* AIM OF THE EXERCISE: Working from the line that contains "The locator SHOULD return, for each instance of the blurred" down to the last line below, repeat each line exactly.

* EXCERPTED RECORDS:
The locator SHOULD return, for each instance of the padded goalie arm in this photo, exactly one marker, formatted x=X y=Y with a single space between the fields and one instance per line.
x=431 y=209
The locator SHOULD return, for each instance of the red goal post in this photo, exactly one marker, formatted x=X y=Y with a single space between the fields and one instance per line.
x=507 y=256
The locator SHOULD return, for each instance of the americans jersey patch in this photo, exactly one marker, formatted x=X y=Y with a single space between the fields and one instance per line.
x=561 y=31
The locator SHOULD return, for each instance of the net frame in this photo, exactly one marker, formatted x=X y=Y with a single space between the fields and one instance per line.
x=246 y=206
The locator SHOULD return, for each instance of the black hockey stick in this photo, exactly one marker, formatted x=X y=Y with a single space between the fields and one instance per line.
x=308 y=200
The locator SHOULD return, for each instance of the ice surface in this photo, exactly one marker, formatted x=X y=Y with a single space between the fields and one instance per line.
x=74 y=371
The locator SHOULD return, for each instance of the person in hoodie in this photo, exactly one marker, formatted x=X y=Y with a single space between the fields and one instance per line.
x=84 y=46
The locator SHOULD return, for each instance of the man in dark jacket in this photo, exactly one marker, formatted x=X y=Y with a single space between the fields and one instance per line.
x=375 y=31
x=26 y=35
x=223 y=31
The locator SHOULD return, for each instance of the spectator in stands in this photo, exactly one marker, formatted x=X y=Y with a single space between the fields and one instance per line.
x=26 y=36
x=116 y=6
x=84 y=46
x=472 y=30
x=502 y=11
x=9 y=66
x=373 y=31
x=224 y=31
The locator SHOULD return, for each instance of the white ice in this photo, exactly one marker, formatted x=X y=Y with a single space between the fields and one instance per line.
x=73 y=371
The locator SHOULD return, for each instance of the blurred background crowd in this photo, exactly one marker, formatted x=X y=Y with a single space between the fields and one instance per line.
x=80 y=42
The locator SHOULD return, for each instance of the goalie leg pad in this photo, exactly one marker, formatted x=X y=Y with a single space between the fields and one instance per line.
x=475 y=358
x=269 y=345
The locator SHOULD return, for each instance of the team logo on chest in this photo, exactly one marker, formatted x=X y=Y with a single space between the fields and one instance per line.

* SOLUTION TO THE EXERCISE:
The locator SHOULD return, for each instance of the blurred background crowd in this photo, exactly one marker, formatted x=X y=Y with a single space between the fields and one instance per line.
x=80 y=42
The locator SHOULD return, for each instance of the goalie leg pad in this photo, exactly one marker, formatted x=X y=Y with a single space between the fields and one instance per line.
x=475 y=358
x=269 y=345
The locator SHOULD return, for each instance of the team logo on chest in this photo, exactly one marker, formatted x=X y=Y with a single space between the fields and one instance per line.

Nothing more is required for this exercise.